Text-to-region grounding data:
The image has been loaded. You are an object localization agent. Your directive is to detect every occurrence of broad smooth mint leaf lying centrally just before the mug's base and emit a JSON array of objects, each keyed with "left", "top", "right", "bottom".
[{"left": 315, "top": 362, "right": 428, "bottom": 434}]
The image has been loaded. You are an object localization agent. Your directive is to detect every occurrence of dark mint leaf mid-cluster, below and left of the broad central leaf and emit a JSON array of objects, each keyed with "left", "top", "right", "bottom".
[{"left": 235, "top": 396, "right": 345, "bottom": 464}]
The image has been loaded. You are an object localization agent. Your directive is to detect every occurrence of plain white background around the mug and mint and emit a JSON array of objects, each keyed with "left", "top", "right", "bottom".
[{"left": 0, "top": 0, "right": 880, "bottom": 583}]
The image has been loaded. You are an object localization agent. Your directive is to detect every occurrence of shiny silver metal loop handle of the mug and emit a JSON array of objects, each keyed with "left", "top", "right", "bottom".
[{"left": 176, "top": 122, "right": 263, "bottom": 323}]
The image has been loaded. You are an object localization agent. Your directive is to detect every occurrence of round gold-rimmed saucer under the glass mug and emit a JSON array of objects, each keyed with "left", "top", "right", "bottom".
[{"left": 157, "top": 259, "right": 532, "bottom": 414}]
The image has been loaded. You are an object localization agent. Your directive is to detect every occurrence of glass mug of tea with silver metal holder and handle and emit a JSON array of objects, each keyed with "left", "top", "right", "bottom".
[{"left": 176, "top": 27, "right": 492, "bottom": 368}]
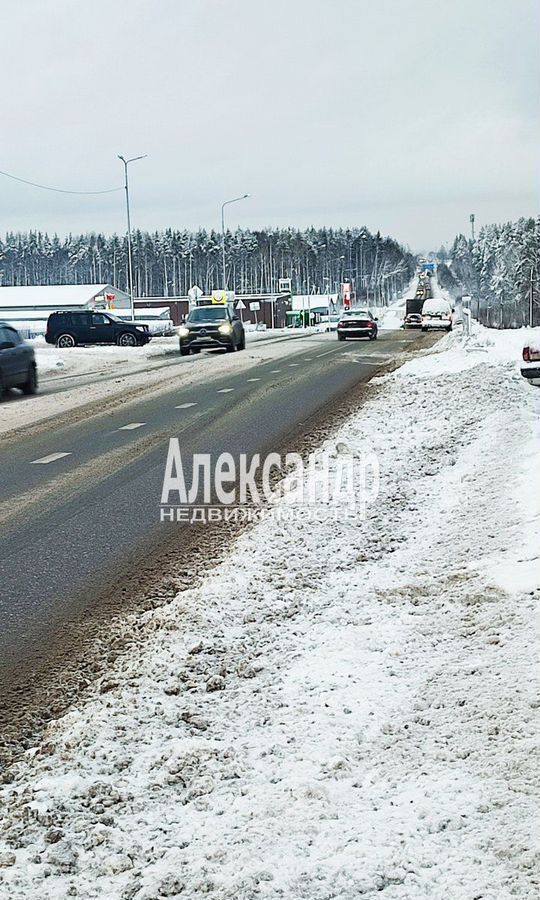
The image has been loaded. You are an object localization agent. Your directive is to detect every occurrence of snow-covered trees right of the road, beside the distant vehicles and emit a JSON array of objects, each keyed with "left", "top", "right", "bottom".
[{"left": 437, "top": 216, "right": 540, "bottom": 328}]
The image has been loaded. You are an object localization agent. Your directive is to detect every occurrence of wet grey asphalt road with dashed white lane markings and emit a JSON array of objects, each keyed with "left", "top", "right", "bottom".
[{"left": 0, "top": 331, "right": 433, "bottom": 675}]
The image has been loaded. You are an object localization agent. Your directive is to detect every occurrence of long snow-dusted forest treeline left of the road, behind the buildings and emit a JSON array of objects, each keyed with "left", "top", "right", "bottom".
[{"left": 0, "top": 228, "right": 415, "bottom": 302}]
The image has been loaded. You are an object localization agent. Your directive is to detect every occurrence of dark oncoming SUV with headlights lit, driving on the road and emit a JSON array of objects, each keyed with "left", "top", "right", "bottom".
[{"left": 178, "top": 304, "right": 246, "bottom": 356}]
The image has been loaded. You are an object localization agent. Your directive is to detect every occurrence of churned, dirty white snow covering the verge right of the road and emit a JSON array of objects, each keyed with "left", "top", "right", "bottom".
[{"left": 0, "top": 329, "right": 540, "bottom": 900}]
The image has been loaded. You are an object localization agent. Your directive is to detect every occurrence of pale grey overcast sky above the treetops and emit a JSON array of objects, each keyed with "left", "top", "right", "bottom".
[{"left": 0, "top": 0, "right": 540, "bottom": 250}]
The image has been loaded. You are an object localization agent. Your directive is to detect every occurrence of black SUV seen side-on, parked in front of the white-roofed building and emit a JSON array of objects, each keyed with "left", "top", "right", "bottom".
[{"left": 45, "top": 309, "right": 150, "bottom": 347}]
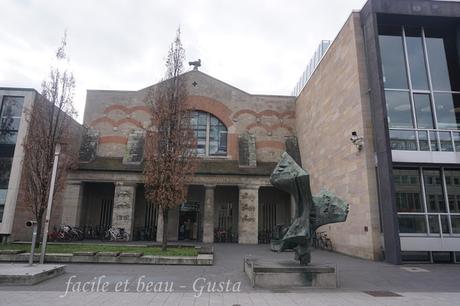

Problem requirements =
Repeat every line above exactly, minus the pictures.

Solution to this problem =
The image has been loaded. You are an object localization agent. Your directive is to detect every occurrence of broad smooth mint leaf lying centrally just before the mug's base and emit a JSON array of objects, each keyed with "left", "top", "right", "bottom".
[{"left": 315, "top": 362, "right": 428, "bottom": 434}]
The image has been loaded. You are an object localization agent. Your directive is to detect every occurrence of dark mint leaf mid-cluster, below and left of the broad central leaf and emit a JSON array of objects, each keyed with "left", "top", "right", "bottom".
[{"left": 235, "top": 396, "right": 345, "bottom": 464}]
The image has been loaded. You are an object localization agent. Your directive is to detect every occurrence of plain white background around the mug and mint and emit a JSON array of objects, each keyed with "left", "top", "right", "bottom".
[{"left": 0, "top": 0, "right": 880, "bottom": 583}]
The image has been loaded. You are an object localization agent. Your directive is to detect every occurrence of shiny silver metal loop handle of the mug and emit a JSON array of objects, each keyed with "left", "top", "right", "bottom".
[{"left": 176, "top": 122, "right": 263, "bottom": 323}]
The image has been loaded. You are an object localization agent. Your directive is to detect every occurrence of round gold-rimmed saucer under the glass mug and emit a JSON array of objects, each keyed with "left", "top", "right", "bottom".
[{"left": 157, "top": 259, "right": 532, "bottom": 414}]
The image has been loaded. You are an object localization agent. Your directive is to detect every occurrence of glass mug of tea with silver metal holder and handle and emit a JSON array of objects, each keyed with "left", "top", "right", "bottom".
[{"left": 176, "top": 27, "right": 492, "bottom": 368}]
The image has been loaded. You are an object localization agent. Your directive is to detect every occurrence of snow-covered trees right of the road, beside the distant vehicles and emit a JSON array of objects, each keyed with "left", "top", "right", "bottom".
[{"left": 437, "top": 216, "right": 540, "bottom": 328}]
The image has been loaded. You are an object localization agent. Your directive is to detect every occurrence of wet grey asphalt road with dashed white lane markings and emit a JSON array of objects, each keyed with "left", "top", "right", "bottom".
[{"left": 0, "top": 331, "right": 433, "bottom": 675}]
The image has been loaded. You are an object localization agent. Your directive is to detect every occurrence of long snow-dusted forest treeline left of the road, behind the buildings and emit a JSON array of objects, each keyed with "left", "top", "right", "bottom".
[{"left": 0, "top": 228, "right": 415, "bottom": 302}]
The image has been loaded. You are an object localization agent. Your directive is to detect every occurrence of dark oncoming SUV with headlights lit, driving on the road and emit a JSON array of objects, each keyed with "left", "top", "right", "bottom".
[{"left": 178, "top": 304, "right": 246, "bottom": 356}]
The image has been loaded. You are an object localization agent. Your directive is to detect every occurrence of churned, dirty white snow covering the verge right of the road and emit a JSON array of objects, each keyed with "left", "top", "right", "bottom".
[{"left": 0, "top": 329, "right": 540, "bottom": 900}]
The image has been loaded. You are an object localization agent. Your directive is to detect every occurrence of pale grey overcast sky above the treetops and emit a JSON array of objects, each keyed with "left", "top", "right", "bottom".
[{"left": 0, "top": 0, "right": 540, "bottom": 250}]
The image has been loaded. You are an object localization agent. Your directive is to detect every occurrence of black SUV seen side-on, parked in front of the white-roofed building and emit a JSON array of objects, each keyed with "left", "top", "right", "bottom".
[{"left": 45, "top": 309, "right": 150, "bottom": 347}]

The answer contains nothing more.